- **Exercise**: Starting at the top of the rows and continuing through the line holding "[[[32,71],[28,69],[17,69],[15,72],[15,76],[29,76],[32,75]]]", inclusive, write every line out again, adding 101 to each coordinate in the answers and keeping all other text unchanged. Omit the pictures.
### Input material ###
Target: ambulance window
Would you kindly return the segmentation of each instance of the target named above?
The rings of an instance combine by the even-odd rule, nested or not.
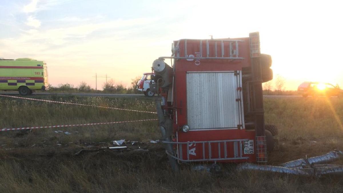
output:
[[[1,69],[0,70],[0,76],[11,76],[13,75],[13,71],[12,69]]]
[[[46,68],[44,69],[44,76],[48,76],[48,71],[46,70]]]
[[[32,71],[28,69],[17,69],[15,72],[15,76],[29,76],[32,75]]]

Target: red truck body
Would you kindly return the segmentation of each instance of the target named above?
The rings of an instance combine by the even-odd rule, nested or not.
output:
[[[174,65],[171,83],[159,90],[166,101],[162,109],[173,122],[174,157],[266,161],[258,33],[234,39],[181,39],[173,50],[171,57],[160,58],[174,59]]]

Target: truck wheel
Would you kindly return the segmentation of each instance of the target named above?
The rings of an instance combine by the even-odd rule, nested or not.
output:
[[[152,97],[155,95],[155,93],[152,91],[150,91],[150,89],[146,90],[146,96],[148,97]]]
[[[275,125],[264,125],[264,129],[269,131],[273,136],[275,136],[279,133],[279,129]]]
[[[19,94],[22,96],[26,96],[30,94],[31,91],[26,87],[20,87],[19,88]]]
[[[264,133],[265,134],[265,139],[267,143],[267,151],[270,152],[274,149],[274,146],[275,145],[274,139],[273,138],[273,135],[270,132],[265,130],[264,131]]]

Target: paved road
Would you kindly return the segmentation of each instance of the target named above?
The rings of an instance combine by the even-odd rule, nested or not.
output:
[[[0,92],[0,94],[18,94],[17,92]],[[103,93],[52,93],[49,92],[36,92],[32,95],[77,95],[78,96],[107,96],[112,97],[143,97],[144,95],[143,94],[103,94]],[[265,95],[263,97],[266,98],[297,98],[303,97],[302,96],[279,96],[277,95]],[[309,97],[311,96],[309,96]],[[337,96],[331,96],[337,97]]]

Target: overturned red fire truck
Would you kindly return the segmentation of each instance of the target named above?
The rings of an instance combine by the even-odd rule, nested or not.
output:
[[[180,39],[172,52],[154,61],[150,90],[158,94],[159,127],[173,169],[177,161],[267,162],[274,142],[265,130],[262,83],[273,73],[271,57],[260,53],[259,33]],[[172,66],[164,62],[169,59]]]

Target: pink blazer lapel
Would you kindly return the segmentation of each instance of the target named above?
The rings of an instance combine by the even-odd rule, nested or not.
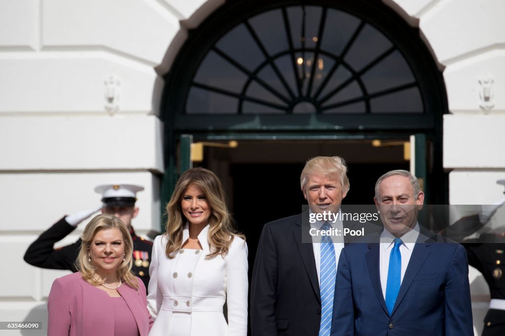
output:
[[[147,307],[143,305],[140,292],[126,285],[118,288],[118,292],[133,314],[140,336],[147,336],[149,320],[145,316]]]

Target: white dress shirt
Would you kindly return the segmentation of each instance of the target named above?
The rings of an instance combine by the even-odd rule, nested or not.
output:
[[[340,212],[340,210],[339,210]],[[309,210],[309,212],[312,213],[312,211]],[[343,224],[342,222],[341,215],[339,215],[337,217],[339,219],[334,223],[332,221],[328,222],[330,226],[334,229],[338,230],[338,232],[343,234]],[[321,227],[326,223],[326,221],[317,221],[315,223],[311,223],[311,228],[315,228],[316,230],[321,230]],[[321,285],[321,236],[312,236],[312,247],[314,251],[314,258],[316,259],[316,269],[317,270],[317,278],[319,281],[319,284]],[[340,252],[344,248],[343,236],[332,236],[331,239],[333,241],[333,247],[335,248],[335,269],[337,269],[337,265],[338,264],[338,258],[340,256]]]
[[[400,254],[401,255],[401,277],[400,284],[403,281],[405,271],[409,265],[412,251],[416,246],[416,242],[419,236],[419,223],[416,224],[414,229],[400,237],[403,243],[400,245]],[[396,238],[384,229],[380,235],[379,252],[379,265],[380,270],[380,284],[382,288],[382,295],[386,298],[386,287],[387,286],[387,274],[389,271],[389,256],[394,246],[394,240]]]

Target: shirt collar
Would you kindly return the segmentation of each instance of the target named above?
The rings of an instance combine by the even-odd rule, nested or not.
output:
[[[329,224],[330,224],[330,226],[334,228],[338,225],[340,226],[342,225],[341,213],[342,213],[342,209],[338,209],[338,213],[337,215],[337,221],[335,223],[333,223],[333,219],[332,219],[332,220],[331,221],[328,221],[328,223]],[[310,216],[311,214],[313,214],[313,213],[314,213],[312,212],[312,210],[311,210],[310,208],[309,208],[309,216]],[[314,219],[315,219],[315,218]],[[324,223],[326,223],[326,222],[327,221],[318,221],[317,220],[316,220],[316,222],[315,222],[314,223],[311,223],[311,226],[312,226],[313,228],[315,228],[318,230],[321,230],[321,227],[322,227],[323,225],[324,225]]]
[[[204,228],[199,234],[198,235],[198,240],[200,242],[201,248],[205,251],[210,251],[209,247],[209,241],[207,240],[207,236],[209,234],[209,224]],[[182,230],[182,244],[186,242],[188,238],[189,238],[189,223],[188,222],[184,224],[184,228]],[[182,246],[181,246],[182,247]]]
[[[412,251],[416,245],[416,242],[417,241],[417,238],[419,236],[419,223],[417,222],[412,230],[400,237],[401,238],[403,244],[410,250]],[[382,249],[386,251],[392,246],[393,242],[395,238],[396,237],[385,228],[383,230],[382,233],[380,234],[380,242]]]

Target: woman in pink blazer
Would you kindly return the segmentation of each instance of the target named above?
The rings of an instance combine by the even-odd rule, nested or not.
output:
[[[76,261],[80,272],[56,279],[49,294],[47,333],[147,336],[153,323],[145,288],[131,270],[133,242],[110,215],[86,226]]]

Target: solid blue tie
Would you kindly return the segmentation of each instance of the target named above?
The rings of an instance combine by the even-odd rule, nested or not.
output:
[[[397,238],[394,239],[394,246],[389,255],[389,267],[387,272],[387,285],[386,286],[386,306],[389,311],[389,314],[393,311],[394,303],[400,291],[401,283],[401,254],[400,253],[400,245],[401,239]]]
[[[326,222],[321,230],[331,228]],[[335,262],[335,247],[330,236],[323,236],[321,239],[321,313],[319,336],[328,336],[331,331],[331,320],[333,311],[333,294],[336,269]]]

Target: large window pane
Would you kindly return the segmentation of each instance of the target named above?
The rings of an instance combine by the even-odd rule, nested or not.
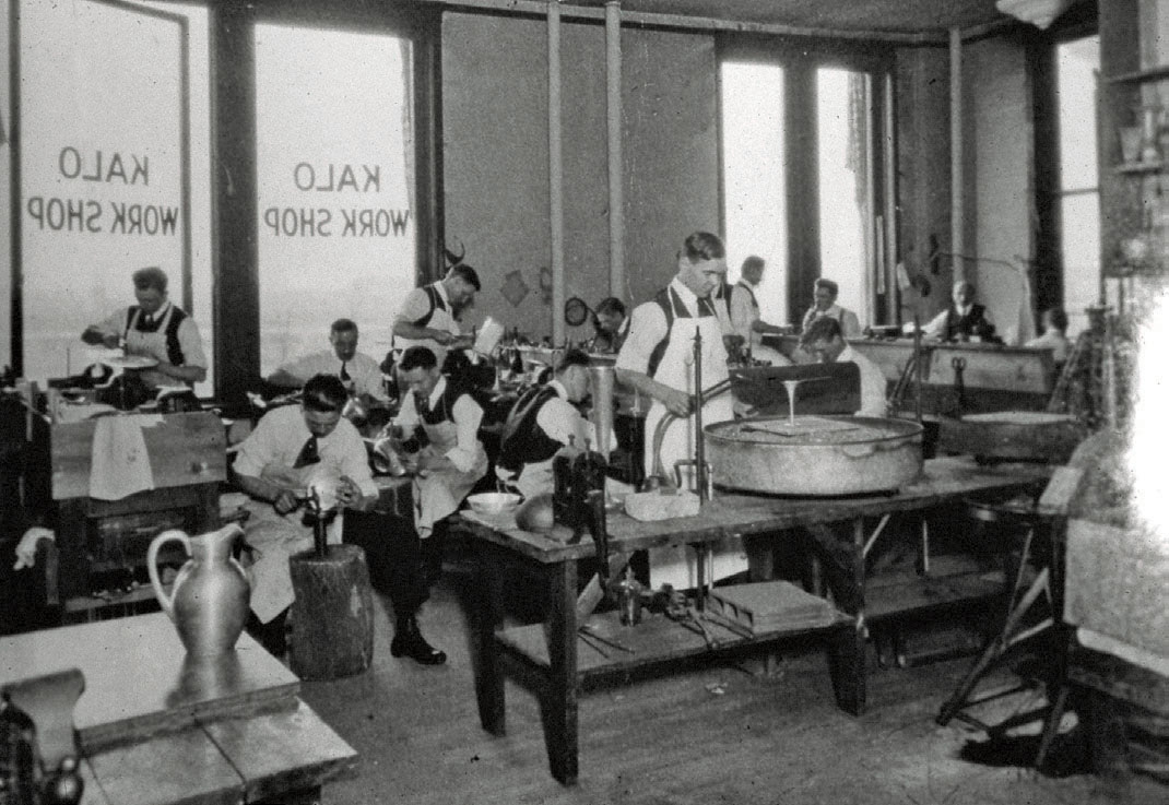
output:
[[[360,64],[360,70],[353,65]],[[381,360],[415,284],[410,47],[256,27],[261,366],[354,319]]]
[[[78,335],[133,303],[130,275],[144,265],[167,272],[209,358],[206,9],[19,7],[25,374],[89,363]]]
[[[722,183],[729,279],[748,255],[767,261],[755,297],[765,321],[787,321],[787,196],[784,181],[783,68],[720,65]]]
[[[1095,137],[1095,74],[1100,37],[1056,50],[1059,97],[1059,247],[1068,335],[1087,327],[1084,308],[1100,299],[1100,193]]]
[[[816,95],[821,276],[841,286],[837,303],[864,325],[871,318],[869,76],[821,68]]]

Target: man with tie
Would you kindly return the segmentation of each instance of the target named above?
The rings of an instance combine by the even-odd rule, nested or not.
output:
[[[313,375],[338,377],[351,395],[366,408],[389,402],[378,361],[358,352],[358,325],[338,319],[328,329],[332,349],[321,349],[282,365],[268,376],[278,388],[298,389]]]
[[[244,537],[251,549],[251,627],[275,654],[283,653],[284,617],[292,603],[289,556],[312,547],[312,521],[302,511],[311,491],[323,508],[339,514],[328,541],[341,541],[344,511],[367,512],[378,501],[365,443],[341,416],[348,393],[333,375],[304,384],[299,408],[275,408],[244,439],[231,466],[236,485],[251,500]],[[374,561],[367,556],[371,578]]]
[[[90,325],[81,340],[111,349],[124,345],[127,355],[155,359],[155,366],[137,373],[147,388],[203,382],[207,358],[199,327],[187,312],[167,300],[166,272],[154,265],[138,269],[133,283],[138,304]]]

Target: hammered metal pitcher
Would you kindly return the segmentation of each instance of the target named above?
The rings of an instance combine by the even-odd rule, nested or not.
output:
[[[243,631],[251,584],[243,567],[231,556],[231,548],[242,535],[243,529],[231,523],[199,536],[171,529],[150,543],[146,551],[150,583],[188,654],[209,657],[231,651]],[[167,542],[181,542],[191,557],[179,569],[170,596],[158,575],[158,551]]]

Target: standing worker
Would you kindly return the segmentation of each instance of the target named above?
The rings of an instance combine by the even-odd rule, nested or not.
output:
[[[677,257],[677,276],[651,301],[634,308],[629,338],[617,355],[620,383],[652,400],[645,416],[645,472],[655,471],[653,432],[666,412],[680,417],[665,433],[662,465],[669,472],[675,462],[694,457],[694,335],[701,335],[703,386],[711,388],[727,379],[727,352],[722,325],[711,293],[727,271],[726,248],[718,235],[697,231],[686,237]],[[733,416],[729,395],[706,400],[703,422],[724,422]],[[677,588],[694,587],[697,574],[685,549],[650,554],[650,582]],[[732,565],[734,565],[732,568]],[[745,560],[720,555],[714,572],[732,575],[746,568]]]

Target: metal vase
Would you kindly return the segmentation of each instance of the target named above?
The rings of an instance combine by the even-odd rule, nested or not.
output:
[[[243,631],[251,585],[243,567],[231,556],[242,535],[236,525],[199,536],[172,529],[155,536],[146,551],[154,596],[191,655],[231,651]],[[158,551],[167,542],[181,542],[191,556],[179,569],[170,595],[158,575]]]

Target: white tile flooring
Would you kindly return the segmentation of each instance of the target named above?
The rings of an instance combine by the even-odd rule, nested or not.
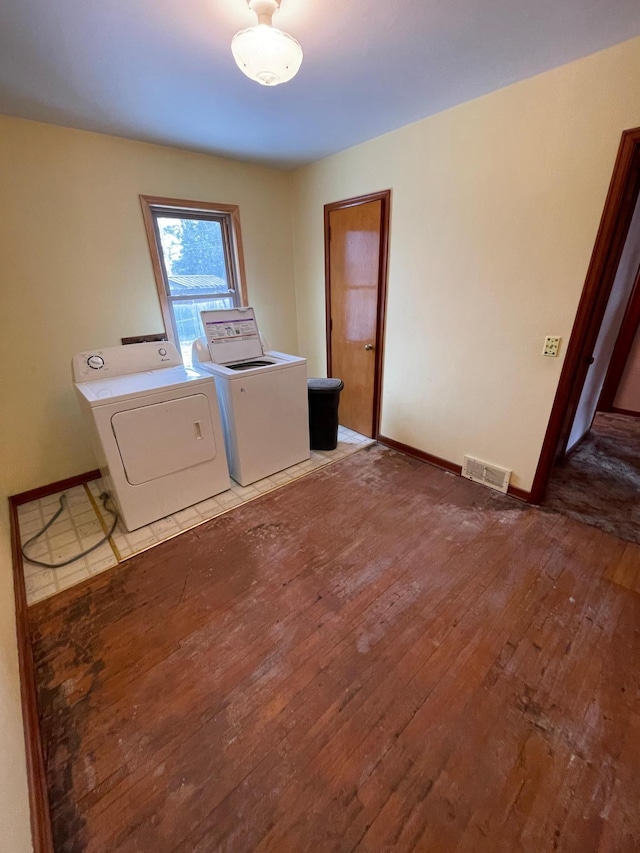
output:
[[[371,439],[346,427],[340,427],[335,450],[312,450],[311,458],[306,462],[293,465],[250,486],[239,486],[232,480],[231,488],[227,492],[154,521],[139,530],[129,532],[119,522],[108,542],[68,566],[47,569],[25,559],[27,602],[35,604],[36,601],[68,589],[93,575],[113,568],[140,551],[146,551],[265,492],[281,488],[311,471],[337,462],[371,443]],[[104,536],[111,526],[112,518],[102,511],[99,500],[102,491],[102,480],[92,480],[85,486],[68,489],[64,493],[67,496],[67,509],[46,533],[27,549],[29,556],[45,563],[63,562],[74,554],[87,550]],[[61,494],[48,495],[18,507],[20,539],[23,545],[55,514],[60,505]],[[101,518],[103,515],[104,518]]]

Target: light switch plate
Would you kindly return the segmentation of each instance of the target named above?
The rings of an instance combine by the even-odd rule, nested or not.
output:
[[[555,335],[547,335],[544,339],[544,347],[542,350],[542,355],[549,356],[549,358],[555,358],[558,355],[558,350],[560,348],[560,338]]]

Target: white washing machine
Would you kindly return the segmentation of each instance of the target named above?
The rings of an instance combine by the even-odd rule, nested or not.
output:
[[[171,343],[78,353],[73,379],[127,530],[230,486],[215,381]]]
[[[215,376],[233,479],[248,486],[308,459],[307,360],[265,352],[253,308],[201,316],[193,363]]]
###
- **Answer**:
Target: ambulance window
Would you kindly return the segmentation of each instance of the target named above?
The rings of an instance combine by the even-odd rule, nested or not.
output:
[[[102,170],[101,171],[101,177],[112,177],[114,176],[114,172],[113,170]]]
[[[147,169],[145,170],[145,177],[149,177],[149,172],[147,171]]]
[[[133,172],[129,170],[118,170],[116,173],[116,177],[130,177],[133,176]]]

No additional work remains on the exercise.